Brief = Please reproduce exactly the line that contains "the wooden side" and every line after it through the end of the records below, adding nothing else.

Stored items:
┏━━

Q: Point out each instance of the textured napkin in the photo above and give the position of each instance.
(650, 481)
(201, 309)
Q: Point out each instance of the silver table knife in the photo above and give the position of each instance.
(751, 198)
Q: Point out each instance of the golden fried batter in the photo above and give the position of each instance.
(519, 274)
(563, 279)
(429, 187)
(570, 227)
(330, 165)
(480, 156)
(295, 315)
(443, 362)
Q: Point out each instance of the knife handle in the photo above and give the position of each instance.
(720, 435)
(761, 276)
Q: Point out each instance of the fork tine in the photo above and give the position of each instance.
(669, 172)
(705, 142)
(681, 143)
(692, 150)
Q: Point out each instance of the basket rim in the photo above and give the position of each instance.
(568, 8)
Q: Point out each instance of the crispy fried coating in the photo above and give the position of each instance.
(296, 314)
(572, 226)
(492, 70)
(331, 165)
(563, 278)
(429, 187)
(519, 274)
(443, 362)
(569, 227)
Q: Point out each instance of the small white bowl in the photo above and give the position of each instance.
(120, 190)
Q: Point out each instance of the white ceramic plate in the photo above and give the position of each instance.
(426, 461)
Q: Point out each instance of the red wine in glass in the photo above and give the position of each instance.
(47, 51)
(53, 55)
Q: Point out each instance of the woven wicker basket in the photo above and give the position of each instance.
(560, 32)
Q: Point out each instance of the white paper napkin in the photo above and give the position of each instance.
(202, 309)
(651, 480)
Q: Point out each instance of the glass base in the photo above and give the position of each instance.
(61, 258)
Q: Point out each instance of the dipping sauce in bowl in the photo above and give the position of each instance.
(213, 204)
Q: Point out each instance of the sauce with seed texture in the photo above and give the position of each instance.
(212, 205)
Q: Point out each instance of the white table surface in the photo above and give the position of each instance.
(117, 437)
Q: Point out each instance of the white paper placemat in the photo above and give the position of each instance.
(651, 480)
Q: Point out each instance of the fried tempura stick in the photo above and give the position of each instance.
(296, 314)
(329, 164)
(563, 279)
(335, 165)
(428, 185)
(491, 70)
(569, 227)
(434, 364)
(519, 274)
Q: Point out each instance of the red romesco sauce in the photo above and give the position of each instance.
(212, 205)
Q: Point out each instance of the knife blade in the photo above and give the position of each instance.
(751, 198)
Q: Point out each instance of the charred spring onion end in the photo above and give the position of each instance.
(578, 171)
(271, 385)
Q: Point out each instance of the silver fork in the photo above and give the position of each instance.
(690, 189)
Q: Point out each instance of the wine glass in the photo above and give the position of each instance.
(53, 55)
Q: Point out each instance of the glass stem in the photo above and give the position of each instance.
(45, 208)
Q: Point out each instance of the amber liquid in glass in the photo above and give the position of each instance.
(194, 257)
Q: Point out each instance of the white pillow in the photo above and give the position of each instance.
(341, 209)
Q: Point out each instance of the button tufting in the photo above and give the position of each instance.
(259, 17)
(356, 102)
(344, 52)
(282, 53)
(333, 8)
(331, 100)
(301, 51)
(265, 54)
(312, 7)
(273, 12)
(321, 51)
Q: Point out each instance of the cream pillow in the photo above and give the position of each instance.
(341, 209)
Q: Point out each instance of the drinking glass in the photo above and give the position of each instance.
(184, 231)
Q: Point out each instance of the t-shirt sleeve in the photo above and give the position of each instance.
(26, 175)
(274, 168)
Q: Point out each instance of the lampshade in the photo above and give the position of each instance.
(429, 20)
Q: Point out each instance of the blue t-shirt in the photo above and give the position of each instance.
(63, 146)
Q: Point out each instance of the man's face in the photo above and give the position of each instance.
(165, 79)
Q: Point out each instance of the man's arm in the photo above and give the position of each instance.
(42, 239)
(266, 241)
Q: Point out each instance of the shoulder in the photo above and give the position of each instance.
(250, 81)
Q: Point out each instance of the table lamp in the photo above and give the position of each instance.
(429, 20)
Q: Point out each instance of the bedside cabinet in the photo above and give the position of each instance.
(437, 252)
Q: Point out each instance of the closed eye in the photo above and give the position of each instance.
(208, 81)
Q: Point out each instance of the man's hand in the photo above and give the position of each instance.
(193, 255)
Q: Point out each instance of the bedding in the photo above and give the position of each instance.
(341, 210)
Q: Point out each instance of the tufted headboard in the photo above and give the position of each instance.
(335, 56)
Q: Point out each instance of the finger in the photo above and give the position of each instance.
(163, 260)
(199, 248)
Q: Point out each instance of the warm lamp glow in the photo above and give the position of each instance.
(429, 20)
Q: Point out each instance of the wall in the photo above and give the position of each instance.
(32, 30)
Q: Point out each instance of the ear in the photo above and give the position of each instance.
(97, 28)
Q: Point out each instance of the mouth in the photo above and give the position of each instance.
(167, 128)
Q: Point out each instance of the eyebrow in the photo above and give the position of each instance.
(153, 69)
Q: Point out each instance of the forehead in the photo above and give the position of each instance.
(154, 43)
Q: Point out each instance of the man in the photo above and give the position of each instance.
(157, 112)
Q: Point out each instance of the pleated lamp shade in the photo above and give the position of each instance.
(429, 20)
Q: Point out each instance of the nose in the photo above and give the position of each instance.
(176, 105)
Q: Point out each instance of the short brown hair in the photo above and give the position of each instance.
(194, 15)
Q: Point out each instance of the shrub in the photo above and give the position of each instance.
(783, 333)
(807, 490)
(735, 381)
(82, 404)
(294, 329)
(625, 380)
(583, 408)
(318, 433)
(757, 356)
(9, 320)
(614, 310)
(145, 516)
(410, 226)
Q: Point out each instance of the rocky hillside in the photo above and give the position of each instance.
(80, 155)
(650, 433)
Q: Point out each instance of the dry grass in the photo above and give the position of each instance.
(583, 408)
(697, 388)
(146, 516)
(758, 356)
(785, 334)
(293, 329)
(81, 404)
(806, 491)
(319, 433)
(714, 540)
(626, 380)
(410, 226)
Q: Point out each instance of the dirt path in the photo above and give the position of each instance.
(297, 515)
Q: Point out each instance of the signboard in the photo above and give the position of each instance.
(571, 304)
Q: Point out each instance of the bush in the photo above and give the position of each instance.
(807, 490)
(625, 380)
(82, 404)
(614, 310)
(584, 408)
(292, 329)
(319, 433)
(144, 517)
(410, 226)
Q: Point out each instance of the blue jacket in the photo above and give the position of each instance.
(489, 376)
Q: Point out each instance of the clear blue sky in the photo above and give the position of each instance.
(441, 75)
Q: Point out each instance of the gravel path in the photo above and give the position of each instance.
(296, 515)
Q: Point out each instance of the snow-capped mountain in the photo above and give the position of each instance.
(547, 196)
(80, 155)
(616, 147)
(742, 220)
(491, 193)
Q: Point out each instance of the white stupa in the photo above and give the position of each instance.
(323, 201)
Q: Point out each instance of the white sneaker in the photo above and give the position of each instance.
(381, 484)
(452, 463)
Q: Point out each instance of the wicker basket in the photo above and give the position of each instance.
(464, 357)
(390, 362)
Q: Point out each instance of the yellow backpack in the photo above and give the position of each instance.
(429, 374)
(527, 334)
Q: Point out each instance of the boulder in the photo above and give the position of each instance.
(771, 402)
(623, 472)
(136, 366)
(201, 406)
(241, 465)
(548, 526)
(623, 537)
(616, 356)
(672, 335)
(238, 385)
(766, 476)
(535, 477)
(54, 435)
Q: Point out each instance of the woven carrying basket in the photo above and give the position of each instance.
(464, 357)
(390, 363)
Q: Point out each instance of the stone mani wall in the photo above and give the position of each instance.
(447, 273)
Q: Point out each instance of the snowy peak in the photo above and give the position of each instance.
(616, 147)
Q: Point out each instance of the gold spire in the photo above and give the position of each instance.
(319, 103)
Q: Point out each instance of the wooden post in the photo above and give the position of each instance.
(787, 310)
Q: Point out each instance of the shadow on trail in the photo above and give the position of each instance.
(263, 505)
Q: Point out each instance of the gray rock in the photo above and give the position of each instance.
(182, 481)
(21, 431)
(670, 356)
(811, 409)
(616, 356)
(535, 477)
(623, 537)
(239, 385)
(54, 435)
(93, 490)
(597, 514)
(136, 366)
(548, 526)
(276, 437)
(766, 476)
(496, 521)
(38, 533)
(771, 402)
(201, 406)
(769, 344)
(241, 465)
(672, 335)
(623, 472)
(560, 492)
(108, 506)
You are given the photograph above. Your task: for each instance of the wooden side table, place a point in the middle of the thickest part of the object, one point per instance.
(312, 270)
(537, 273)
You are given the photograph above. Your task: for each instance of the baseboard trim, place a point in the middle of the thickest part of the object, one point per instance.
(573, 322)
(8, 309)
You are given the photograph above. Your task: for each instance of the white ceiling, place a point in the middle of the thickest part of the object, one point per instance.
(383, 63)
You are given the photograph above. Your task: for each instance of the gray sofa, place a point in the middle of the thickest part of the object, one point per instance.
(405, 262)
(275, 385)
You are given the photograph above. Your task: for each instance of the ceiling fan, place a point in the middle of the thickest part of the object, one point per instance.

┗━━

Task answer =
You are given the photograph above. Your task: for each instance of the wooden side table, place a point in the middle of the thickest part of the object, one point per instance.
(312, 270)
(537, 273)
You are given the photograph above. Your task: for each instance of the baseboard trim, place a point in the middle of the thickest part of the object, one point per instance.
(573, 322)
(8, 309)
You are given the photograph above. Your task: for each instance of the white ceiling, place a point in the middle of the thickest part of the object, one point per instance.
(383, 63)
You are given the photograph above. Your task: for each instance of the gray sofa, place a point in the middle of the thickest part of the object, one point per instance.
(405, 262)
(275, 385)
You are given the photograph above. Your task: for each instance of the ceiling fan, place a point in the middle of the thickest part of the object, one point per instance.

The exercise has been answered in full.